PROBLEM DETAILS -
In the data below, swap "gravel ground cover" for "paved walkway" wherever it appears and leave everything else as it is. Omit the pictures from the answer.

GIVEN ENTRIES -
>> Begin

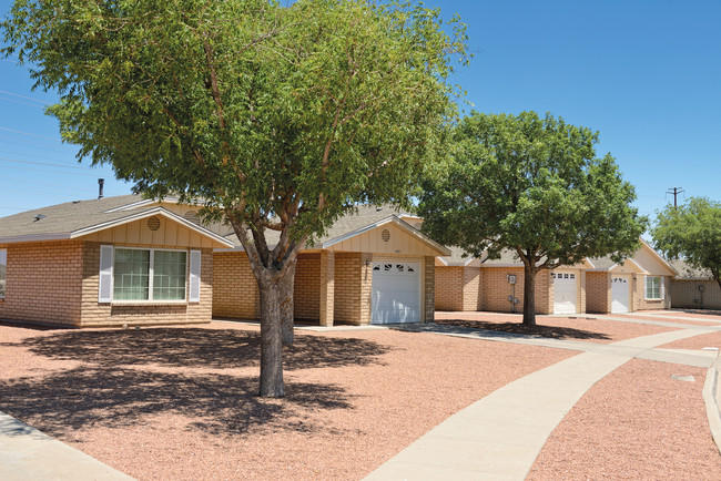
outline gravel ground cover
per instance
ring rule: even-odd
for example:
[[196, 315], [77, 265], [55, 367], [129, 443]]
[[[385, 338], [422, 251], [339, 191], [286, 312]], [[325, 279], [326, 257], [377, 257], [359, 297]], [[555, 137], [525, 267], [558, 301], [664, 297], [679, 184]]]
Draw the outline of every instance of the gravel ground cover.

>> End

OUTPUT OF THE EXERCISE -
outline paved walkway
per instance
ring rule: even-odd
for example:
[[196, 315], [77, 265], [55, 367], [129, 443]]
[[[385, 338], [422, 251], [339, 191], [286, 312]], [[325, 279], [326, 257], [377, 257], [359, 297]], [[555, 137], [525, 267], [558, 301], [664, 297], [679, 184]]]
Draw the outline of every instance of the paved walkway.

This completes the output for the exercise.